> [ZIEL] Gib die Zeilen beginnend am Anfang der Daten und endend mit der Zeile, die „Now the shadow“ enthält, erneut aus und tausche dabei „shadow“ gegen „silhouette“ aus, ohne sonst etwas zu ändern. Bilder bleiben in der Ausgabe weg.

> [DATEN ZUR AUFGABE]
────────────────────────────────────────

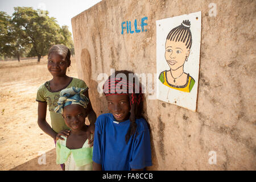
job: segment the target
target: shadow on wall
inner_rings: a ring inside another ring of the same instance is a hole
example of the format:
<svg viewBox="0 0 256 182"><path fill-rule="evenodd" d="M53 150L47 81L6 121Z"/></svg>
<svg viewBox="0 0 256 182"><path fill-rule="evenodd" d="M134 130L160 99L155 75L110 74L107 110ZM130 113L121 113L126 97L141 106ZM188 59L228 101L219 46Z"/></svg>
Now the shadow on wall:
<svg viewBox="0 0 256 182"><path fill-rule="evenodd" d="M92 106L97 117L103 113L108 113L108 105L105 97L100 97L97 90L98 82L92 78L92 60L90 53L86 48L82 49L80 57L81 68L84 72L84 81L89 87L89 97ZM95 80L97 78L94 78Z"/></svg>
<svg viewBox="0 0 256 182"><path fill-rule="evenodd" d="M39 156L9 171L62 171L60 166L56 163L55 148L46 152L45 157L44 161L43 155Z"/></svg>

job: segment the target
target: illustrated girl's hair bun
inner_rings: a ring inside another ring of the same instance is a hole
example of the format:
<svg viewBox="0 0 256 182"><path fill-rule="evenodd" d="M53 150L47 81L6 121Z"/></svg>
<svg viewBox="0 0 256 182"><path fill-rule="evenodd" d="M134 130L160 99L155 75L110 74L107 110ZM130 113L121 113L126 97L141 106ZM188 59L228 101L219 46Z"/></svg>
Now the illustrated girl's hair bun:
<svg viewBox="0 0 256 182"><path fill-rule="evenodd" d="M189 28L190 27L190 22L188 19L187 20L183 20L183 22L182 22L182 23L181 23L181 25L183 25L184 27Z"/></svg>

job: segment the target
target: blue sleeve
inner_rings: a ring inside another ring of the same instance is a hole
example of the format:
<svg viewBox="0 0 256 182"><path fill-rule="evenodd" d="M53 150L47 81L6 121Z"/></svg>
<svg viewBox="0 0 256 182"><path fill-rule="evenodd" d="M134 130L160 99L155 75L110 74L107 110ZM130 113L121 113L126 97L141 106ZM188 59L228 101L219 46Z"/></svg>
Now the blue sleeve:
<svg viewBox="0 0 256 182"><path fill-rule="evenodd" d="M152 166L148 129L141 131L136 137L130 166L131 169L143 169L146 166Z"/></svg>
<svg viewBox="0 0 256 182"><path fill-rule="evenodd" d="M98 118L95 122L92 160L97 164L101 164L101 129L100 127Z"/></svg>

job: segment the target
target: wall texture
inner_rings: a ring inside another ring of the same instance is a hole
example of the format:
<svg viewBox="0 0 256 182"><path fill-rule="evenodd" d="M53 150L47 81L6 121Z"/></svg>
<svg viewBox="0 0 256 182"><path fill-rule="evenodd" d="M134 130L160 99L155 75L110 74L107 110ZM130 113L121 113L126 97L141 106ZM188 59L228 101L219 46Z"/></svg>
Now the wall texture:
<svg viewBox="0 0 256 182"><path fill-rule="evenodd" d="M212 1L102 0L72 19L79 77L98 115L108 112L97 92L98 74L109 75L110 68L156 73L155 20L202 11L196 112L146 94L149 169L256 170L256 1ZM216 16L209 14L212 2ZM122 22L139 25L144 16L147 31L121 34ZM210 151L216 164L209 163Z"/></svg>

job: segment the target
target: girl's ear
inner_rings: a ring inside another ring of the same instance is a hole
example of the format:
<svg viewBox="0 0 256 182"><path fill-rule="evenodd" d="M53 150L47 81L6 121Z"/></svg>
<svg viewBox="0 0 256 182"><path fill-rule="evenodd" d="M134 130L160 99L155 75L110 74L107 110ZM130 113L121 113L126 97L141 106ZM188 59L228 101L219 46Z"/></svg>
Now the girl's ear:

────────────────────────────────────────

> [RICHTIGE ANTWORT]
job: segment the target
target: silhouette on wall
inner_rings: a ring inside another ring of the same instance is a hole
example of the format:
<svg viewBox="0 0 256 182"><path fill-rule="evenodd" d="M53 150L47 81L6 121Z"/></svg>
<svg viewBox="0 0 256 182"><path fill-rule="evenodd" d="M134 130L160 99L155 75L110 74L107 110ZM130 113L121 113L126 97L141 106ZM188 59L228 101L219 46Z"/></svg>
Now the silhouette on wall:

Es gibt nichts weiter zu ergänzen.